(Beginning of Raw data)

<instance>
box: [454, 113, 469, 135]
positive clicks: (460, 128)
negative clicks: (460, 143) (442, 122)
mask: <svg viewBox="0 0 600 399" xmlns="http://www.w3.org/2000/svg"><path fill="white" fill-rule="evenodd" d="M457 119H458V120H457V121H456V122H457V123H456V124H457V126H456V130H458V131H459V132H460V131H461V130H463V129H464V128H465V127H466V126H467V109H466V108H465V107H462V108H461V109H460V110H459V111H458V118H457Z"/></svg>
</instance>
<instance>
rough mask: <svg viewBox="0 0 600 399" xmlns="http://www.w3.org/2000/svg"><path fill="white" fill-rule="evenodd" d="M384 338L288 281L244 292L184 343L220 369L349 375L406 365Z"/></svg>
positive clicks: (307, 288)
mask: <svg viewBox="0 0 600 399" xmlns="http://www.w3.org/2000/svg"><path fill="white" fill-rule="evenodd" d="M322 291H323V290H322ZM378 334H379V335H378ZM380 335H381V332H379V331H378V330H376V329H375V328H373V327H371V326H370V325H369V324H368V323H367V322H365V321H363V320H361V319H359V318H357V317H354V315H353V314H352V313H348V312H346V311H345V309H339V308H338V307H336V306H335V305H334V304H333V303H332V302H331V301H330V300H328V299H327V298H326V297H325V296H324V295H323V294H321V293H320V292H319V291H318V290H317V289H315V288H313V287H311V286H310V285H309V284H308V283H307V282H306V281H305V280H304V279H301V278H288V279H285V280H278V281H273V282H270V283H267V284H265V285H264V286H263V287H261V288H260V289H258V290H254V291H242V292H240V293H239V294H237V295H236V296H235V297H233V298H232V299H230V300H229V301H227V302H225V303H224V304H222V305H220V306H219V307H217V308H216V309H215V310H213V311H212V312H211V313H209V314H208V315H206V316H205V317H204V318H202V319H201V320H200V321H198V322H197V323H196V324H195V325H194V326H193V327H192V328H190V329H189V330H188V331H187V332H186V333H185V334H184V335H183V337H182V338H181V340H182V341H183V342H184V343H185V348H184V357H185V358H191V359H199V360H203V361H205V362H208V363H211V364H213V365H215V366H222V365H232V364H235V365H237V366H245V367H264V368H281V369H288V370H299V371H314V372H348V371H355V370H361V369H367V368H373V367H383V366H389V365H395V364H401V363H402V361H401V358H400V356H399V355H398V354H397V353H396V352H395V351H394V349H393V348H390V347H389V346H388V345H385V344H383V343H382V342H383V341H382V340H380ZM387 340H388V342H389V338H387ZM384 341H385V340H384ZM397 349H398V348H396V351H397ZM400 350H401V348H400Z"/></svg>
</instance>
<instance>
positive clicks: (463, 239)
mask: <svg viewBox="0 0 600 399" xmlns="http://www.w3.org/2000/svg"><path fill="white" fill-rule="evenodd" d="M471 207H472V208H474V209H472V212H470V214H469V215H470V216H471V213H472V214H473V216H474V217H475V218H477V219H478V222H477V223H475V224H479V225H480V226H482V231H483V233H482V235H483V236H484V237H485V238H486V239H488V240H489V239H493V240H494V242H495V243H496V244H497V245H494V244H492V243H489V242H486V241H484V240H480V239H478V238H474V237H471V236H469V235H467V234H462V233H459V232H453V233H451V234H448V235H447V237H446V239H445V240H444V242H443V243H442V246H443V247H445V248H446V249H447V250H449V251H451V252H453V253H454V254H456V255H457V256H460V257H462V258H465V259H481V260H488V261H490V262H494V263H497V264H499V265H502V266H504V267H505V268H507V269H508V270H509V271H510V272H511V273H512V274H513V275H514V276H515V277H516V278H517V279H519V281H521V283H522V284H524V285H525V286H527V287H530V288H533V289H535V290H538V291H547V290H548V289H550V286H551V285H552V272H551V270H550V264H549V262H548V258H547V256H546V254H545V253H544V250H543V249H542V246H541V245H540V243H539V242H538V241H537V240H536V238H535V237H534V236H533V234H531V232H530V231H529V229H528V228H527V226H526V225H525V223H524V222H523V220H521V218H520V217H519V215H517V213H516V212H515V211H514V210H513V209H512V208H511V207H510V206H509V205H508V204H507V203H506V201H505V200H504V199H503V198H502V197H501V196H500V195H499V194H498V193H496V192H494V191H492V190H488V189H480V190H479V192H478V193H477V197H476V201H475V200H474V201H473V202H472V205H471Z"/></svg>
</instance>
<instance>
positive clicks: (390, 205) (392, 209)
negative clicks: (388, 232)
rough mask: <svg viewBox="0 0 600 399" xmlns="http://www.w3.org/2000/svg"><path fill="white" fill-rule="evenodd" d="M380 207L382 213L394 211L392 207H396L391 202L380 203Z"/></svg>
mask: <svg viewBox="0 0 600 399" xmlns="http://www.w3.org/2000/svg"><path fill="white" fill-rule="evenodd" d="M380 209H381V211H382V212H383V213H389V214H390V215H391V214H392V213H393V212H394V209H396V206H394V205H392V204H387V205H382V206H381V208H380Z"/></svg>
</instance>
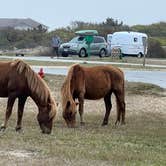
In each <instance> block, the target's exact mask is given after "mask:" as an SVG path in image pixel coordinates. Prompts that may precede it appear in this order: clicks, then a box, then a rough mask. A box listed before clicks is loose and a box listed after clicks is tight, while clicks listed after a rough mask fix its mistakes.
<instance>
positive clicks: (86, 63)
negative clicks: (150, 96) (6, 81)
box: [0, 57, 166, 70]
mask: <svg viewBox="0 0 166 166" xmlns="http://www.w3.org/2000/svg"><path fill="white" fill-rule="evenodd" d="M54 59H55V58H54ZM68 59H69V60H82V62H80V64H81V65H82V66H87V67H88V66H99V65H101V64H97V63H96V64H95V63H94V64H91V63H89V62H88V61H91V60H95V61H100V62H117V63H122V64H112V66H116V67H120V68H124V69H125V68H127V69H130V70H136V69H137V70H166V60H164V59H163V60H161V59H147V60H146V64H151V65H152V64H153V65H165V67H162V66H161V67H154V66H153V67H149V66H146V65H145V67H144V66H143V60H142V59H138V58H131V57H130V58H124V59H123V60H118V59H116V60H115V59H112V58H110V59H111V60H109V58H108V57H106V58H102V59H101V58H97V59H95V58H94V59H93V58H89V59H87V58H78V59H77V58H68ZM10 60H11V59H8V58H0V61H10ZM24 61H25V62H26V63H28V64H29V65H35V66H71V65H73V64H75V63H76V62H59V61H56V59H55V61H35V60H24ZM125 63H133V64H140V65H130V64H125Z"/></svg>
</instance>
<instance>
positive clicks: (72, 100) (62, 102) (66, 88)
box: [61, 64, 78, 107]
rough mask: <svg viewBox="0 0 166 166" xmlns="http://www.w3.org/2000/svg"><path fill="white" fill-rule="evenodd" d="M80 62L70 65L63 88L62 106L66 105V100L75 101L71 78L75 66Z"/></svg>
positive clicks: (68, 100) (72, 74)
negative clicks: (71, 84) (77, 63)
mask: <svg viewBox="0 0 166 166" xmlns="http://www.w3.org/2000/svg"><path fill="white" fill-rule="evenodd" d="M77 65H78V64H74V65H72V66H71V67H70V69H69V71H68V74H67V76H66V78H65V81H64V83H63V85H62V88H61V96H62V107H65V106H66V102H67V101H70V103H74V100H73V97H72V94H71V80H72V77H73V73H74V67H75V66H77Z"/></svg>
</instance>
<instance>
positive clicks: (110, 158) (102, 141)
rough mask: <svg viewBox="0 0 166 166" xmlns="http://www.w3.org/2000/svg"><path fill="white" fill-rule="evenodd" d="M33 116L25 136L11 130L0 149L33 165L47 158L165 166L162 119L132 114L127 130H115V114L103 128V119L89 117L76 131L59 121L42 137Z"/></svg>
mask: <svg viewBox="0 0 166 166" xmlns="http://www.w3.org/2000/svg"><path fill="white" fill-rule="evenodd" d="M34 116H35V115H34V114H32V113H28V114H26V115H25V116H24V131H23V132H22V133H19V134H18V133H16V132H15V131H14V129H13V128H12V127H9V128H8V129H7V130H6V132H5V133H2V134H1V136H0V139H1V143H0V147H1V150H3V151H4V154H5V151H6V152H7V151H11V150H19V151H26V152H29V153H30V154H31V156H30V157H31V159H30V160H32V161H33V159H34V163H35V159H40V160H41V162H42V163H43V162H44V163H45V164H46V163H47V161H48V160H47V158H52V159H54V157H55V158H56V160H58V159H59V160H62V159H63V160H62V163H63V162H64V160H69V161H71V162H72V161H74V160H77V162H78V161H79V160H80V161H81V160H83V161H82V162H83V163H84V160H89V161H95V162H96V163H102V162H103V161H107V162H108V163H110V164H113V165H123V164H124V165H165V164H166V159H165V156H166V132H165V130H166V124H165V120H166V119H165V117H164V116H162V115H156V114H155V113H150V114H149V113H146V112H142V113H141V115H134V114H133V115H130V116H127V124H126V125H125V126H118V127H116V126H115V125H114V120H115V114H112V116H111V118H110V124H109V125H108V126H107V127H101V120H102V117H103V116H102V115H96V114H86V116H85V119H86V122H87V123H86V125H85V126H84V127H80V126H79V124H78V128H75V129H68V128H66V127H64V125H63V123H62V119H61V118H60V117H58V119H57V120H56V122H55V126H54V129H53V133H52V134H51V135H43V134H41V133H40V131H39V127H38V125H37V122H36V118H35V117H34ZM1 117H2V116H1ZM1 121H2V119H1ZM14 124H15V118H12V120H11V122H10V126H13V127H14ZM25 159H26V158H25ZM1 160H3V158H2V157H1ZM78 163H79V162H78ZM83 163H82V164H83ZM52 164H53V163H52ZM63 164H65V162H64V163H63Z"/></svg>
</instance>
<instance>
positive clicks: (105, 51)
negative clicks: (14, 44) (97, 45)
mask: <svg viewBox="0 0 166 166" xmlns="http://www.w3.org/2000/svg"><path fill="white" fill-rule="evenodd" d="M106 55H107V52H106V50H105V49H103V48H102V49H101V50H100V53H99V57H100V58H103V57H105V56H106Z"/></svg>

(End of Raw data)

Rewrite the data from its start through the line containing "negative clicks: (460, 143) (442, 122)", changing "box" to "bounding box" and leaving everything else as it is.

<instance>
bounding box: [454, 113, 469, 135]
positive clicks: (460, 128)
negative clicks: (460, 143) (442, 122)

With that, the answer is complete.